> **WHAT IS BEING ASKED**
Every record that follows should be printed verbatim.

> **LISTING**

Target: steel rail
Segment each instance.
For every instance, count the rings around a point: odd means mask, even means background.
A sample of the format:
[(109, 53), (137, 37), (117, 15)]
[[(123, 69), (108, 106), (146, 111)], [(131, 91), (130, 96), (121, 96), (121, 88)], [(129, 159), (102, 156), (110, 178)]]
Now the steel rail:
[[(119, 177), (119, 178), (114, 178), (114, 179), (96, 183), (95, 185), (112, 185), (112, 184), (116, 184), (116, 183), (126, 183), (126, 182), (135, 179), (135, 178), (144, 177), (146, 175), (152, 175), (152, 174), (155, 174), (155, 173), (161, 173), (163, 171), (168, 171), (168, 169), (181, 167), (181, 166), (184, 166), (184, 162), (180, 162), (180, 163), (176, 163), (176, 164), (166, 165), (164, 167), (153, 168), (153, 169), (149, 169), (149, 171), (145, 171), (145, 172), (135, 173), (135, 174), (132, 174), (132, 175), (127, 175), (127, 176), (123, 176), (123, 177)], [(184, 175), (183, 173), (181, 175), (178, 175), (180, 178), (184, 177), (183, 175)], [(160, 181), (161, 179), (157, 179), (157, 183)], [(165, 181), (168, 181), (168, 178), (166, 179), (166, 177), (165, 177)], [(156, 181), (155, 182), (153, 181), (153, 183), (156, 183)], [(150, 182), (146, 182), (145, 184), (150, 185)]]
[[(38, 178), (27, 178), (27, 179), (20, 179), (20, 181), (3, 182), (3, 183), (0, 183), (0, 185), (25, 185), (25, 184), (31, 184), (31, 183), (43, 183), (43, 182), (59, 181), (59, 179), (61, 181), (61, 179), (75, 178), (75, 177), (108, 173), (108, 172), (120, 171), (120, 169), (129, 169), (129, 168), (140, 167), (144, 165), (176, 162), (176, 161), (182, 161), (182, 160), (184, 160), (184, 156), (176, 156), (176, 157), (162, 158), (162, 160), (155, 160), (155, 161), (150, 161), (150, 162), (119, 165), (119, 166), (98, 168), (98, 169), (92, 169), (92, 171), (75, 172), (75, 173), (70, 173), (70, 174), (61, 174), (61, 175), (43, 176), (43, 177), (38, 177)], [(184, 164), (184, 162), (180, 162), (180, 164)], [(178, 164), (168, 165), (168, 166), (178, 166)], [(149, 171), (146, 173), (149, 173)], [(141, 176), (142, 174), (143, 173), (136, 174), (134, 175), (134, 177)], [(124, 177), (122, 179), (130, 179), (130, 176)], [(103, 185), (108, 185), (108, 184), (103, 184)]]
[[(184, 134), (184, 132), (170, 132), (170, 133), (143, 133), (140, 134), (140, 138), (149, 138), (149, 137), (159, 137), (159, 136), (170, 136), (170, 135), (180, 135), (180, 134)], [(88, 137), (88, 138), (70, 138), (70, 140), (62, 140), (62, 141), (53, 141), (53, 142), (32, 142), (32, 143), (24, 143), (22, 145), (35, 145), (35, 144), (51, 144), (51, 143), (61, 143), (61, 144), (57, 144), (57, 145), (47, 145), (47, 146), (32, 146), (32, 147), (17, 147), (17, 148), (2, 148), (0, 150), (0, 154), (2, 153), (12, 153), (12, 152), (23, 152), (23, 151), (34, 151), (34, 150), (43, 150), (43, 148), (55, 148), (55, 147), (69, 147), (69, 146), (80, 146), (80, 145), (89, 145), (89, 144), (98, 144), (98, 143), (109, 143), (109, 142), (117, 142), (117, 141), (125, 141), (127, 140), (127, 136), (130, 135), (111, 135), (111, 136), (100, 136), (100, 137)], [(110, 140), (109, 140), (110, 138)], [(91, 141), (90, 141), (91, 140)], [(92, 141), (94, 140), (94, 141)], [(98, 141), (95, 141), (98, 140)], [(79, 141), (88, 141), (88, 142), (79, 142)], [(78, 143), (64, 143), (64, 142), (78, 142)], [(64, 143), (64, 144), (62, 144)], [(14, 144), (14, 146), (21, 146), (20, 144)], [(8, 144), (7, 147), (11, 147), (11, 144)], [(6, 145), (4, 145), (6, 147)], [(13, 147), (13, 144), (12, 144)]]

> **WRITTEN RESPONSE**
Target: steel rail
Segment each instance.
For every instance, count the rings around a point: odd means mask, even means background.
A sample of the format:
[(109, 53), (137, 37), (117, 15)]
[[(123, 69), (108, 106), (146, 111)], [(131, 91), (130, 96), (121, 96), (121, 88)], [(129, 159), (102, 156), (110, 178)]]
Now the steel rail:
[[(119, 177), (119, 178), (114, 178), (114, 179), (96, 183), (95, 185), (112, 185), (112, 184), (116, 184), (116, 183), (126, 183), (126, 182), (135, 179), (135, 178), (144, 177), (146, 175), (152, 175), (152, 174), (155, 174), (155, 173), (161, 173), (163, 171), (168, 171), (168, 169), (181, 167), (181, 166), (184, 166), (184, 162), (180, 162), (180, 163), (176, 163), (176, 164), (166, 165), (164, 167), (153, 168), (153, 169), (149, 169), (149, 171), (145, 171), (145, 172), (135, 173), (135, 174), (132, 174), (132, 175), (127, 175), (127, 176), (123, 176), (123, 177)], [(184, 175), (183, 173), (181, 175), (178, 175), (180, 178), (184, 177), (183, 175)], [(160, 181), (161, 179), (157, 179), (157, 183)], [(165, 181), (168, 181), (168, 178), (166, 179), (166, 177), (165, 177)], [(156, 181), (155, 182), (153, 181), (153, 183), (156, 183)], [(150, 182), (146, 182), (145, 184), (150, 185)]]
[[(38, 178), (27, 178), (27, 179), (20, 179), (20, 181), (3, 182), (3, 183), (0, 183), (0, 185), (25, 185), (25, 184), (31, 184), (31, 183), (43, 183), (43, 182), (59, 181), (59, 179), (61, 181), (61, 179), (75, 178), (75, 177), (108, 173), (108, 172), (120, 171), (120, 169), (129, 169), (129, 168), (140, 167), (144, 165), (176, 162), (176, 161), (182, 161), (182, 160), (184, 160), (184, 156), (176, 156), (176, 157), (162, 158), (162, 160), (155, 160), (155, 161), (150, 161), (150, 162), (119, 165), (119, 166), (98, 168), (98, 169), (92, 169), (92, 171), (75, 172), (75, 173), (70, 173), (70, 174), (61, 174), (61, 175), (43, 176), (43, 177), (38, 177)], [(184, 164), (184, 162), (180, 162), (180, 164)], [(178, 164), (168, 165), (168, 166), (178, 166)], [(149, 171), (146, 173), (149, 173)], [(141, 176), (142, 174), (143, 173), (136, 174), (134, 175), (134, 177)], [(124, 177), (122, 179), (130, 179), (130, 176)], [(103, 185), (108, 185), (108, 184), (103, 184)]]
[[(184, 134), (184, 132), (170, 132), (170, 133), (143, 133), (140, 134), (140, 138), (149, 138), (149, 137), (159, 137), (159, 136), (170, 136), (170, 135), (180, 135), (180, 134)], [(88, 137), (88, 138), (70, 138), (70, 140), (62, 140), (62, 141), (53, 141), (53, 142), (32, 142), (32, 143), (24, 143), (22, 145), (35, 145), (35, 144), (51, 144), (51, 143), (61, 143), (61, 144), (57, 144), (57, 145), (47, 145), (47, 146), (32, 146), (32, 147), (17, 147), (17, 148), (2, 148), (0, 150), (0, 154), (2, 153), (12, 153), (12, 152), (23, 152), (23, 151), (34, 151), (34, 150), (43, 150), (43, 148), (55, 148), (55, 147), (69, 147), (69, 146), (80, 146), (80, 145), (89, 145), (89, 144), (98, 144), (98, 143), (109, 143), (109, 142), (117, 142), (117, 141), (125, 141), (127, 140), (127, 136), (130, 135), (111, 135), (111, 136), (100, 136), (100, 137)], [(110, 140), (109, 140), (110, 138)], [(91, 141), (90, 141), (91, 140)], [(92, 141), (94, 140), (94, 141)], [(98, 141), (95, 141), (98, 140)], [(79, 141), (88, 141), (88, 142), (79, 142)], [(78, 143), (64, 143), (64, 142), (78, 142)], [(64, 143), (64, 144), (62, 144)], [(14, 144), (14, 146), (21, 146), (20, 144)], [(8, 144), (7, 147), (11, 147), (11, 144)], [(6, 145), (4, 145), (6, 147)], [(13, 147), (13, 144), (12, 144)]]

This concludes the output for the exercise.